RECORDS PROVIDED ▸
________

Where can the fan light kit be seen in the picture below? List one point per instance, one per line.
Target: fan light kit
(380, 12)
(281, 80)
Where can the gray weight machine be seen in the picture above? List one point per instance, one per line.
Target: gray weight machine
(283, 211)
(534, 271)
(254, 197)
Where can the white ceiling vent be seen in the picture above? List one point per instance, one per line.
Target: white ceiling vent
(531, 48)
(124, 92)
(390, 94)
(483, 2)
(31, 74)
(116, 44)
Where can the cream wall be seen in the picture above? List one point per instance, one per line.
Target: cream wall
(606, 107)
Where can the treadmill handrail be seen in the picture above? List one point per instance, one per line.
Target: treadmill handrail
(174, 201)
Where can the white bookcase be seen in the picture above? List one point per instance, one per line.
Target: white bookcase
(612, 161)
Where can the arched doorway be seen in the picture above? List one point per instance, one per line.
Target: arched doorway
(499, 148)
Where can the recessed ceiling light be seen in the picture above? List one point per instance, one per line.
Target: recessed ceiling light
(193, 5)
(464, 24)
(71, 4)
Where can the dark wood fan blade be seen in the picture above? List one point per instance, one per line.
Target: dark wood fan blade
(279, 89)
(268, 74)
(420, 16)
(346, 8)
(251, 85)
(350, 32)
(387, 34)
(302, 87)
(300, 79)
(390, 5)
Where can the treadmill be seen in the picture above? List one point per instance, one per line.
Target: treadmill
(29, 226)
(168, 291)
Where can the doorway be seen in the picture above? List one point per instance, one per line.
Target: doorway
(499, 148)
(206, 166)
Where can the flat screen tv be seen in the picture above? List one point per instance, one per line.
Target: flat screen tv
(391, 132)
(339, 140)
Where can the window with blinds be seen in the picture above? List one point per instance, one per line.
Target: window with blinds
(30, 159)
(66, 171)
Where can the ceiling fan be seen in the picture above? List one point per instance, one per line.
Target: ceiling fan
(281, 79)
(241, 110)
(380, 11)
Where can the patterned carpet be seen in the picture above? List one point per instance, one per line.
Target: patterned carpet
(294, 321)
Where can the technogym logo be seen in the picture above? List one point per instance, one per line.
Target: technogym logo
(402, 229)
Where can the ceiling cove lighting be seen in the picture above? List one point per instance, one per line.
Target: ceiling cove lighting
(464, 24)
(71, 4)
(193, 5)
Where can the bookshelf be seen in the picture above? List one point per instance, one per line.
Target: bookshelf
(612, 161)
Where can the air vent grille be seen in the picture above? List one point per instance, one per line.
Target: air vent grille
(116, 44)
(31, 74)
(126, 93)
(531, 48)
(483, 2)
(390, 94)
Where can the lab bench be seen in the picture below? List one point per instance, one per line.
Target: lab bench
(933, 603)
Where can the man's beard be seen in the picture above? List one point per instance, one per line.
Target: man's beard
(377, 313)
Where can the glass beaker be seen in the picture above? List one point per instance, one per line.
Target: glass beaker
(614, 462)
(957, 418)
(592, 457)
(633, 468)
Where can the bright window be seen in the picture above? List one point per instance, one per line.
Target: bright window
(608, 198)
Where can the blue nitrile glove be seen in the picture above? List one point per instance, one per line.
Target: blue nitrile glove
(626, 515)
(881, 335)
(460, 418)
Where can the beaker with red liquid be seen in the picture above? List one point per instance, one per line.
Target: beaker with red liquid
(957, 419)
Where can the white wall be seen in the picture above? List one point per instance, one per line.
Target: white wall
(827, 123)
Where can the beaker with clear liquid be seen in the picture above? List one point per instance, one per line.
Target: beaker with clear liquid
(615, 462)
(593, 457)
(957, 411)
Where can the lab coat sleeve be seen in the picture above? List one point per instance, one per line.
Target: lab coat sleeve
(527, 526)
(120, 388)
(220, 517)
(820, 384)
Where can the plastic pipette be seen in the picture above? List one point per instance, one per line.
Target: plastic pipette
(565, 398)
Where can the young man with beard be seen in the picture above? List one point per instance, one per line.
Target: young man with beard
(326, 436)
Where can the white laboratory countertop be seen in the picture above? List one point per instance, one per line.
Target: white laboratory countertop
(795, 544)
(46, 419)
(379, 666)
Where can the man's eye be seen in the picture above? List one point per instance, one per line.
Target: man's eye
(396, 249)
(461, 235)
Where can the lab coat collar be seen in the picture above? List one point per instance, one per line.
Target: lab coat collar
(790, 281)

________

EXERCISE ▸ Wherever the word "below" appears in the listing above, copy that line.

YOUR SOLUTION ▸
Where can the fan light kit be seen in the picture below? List one point per instance, one per line.
Where can the lab bench be seen in the picture below? List one point per instance, one per line.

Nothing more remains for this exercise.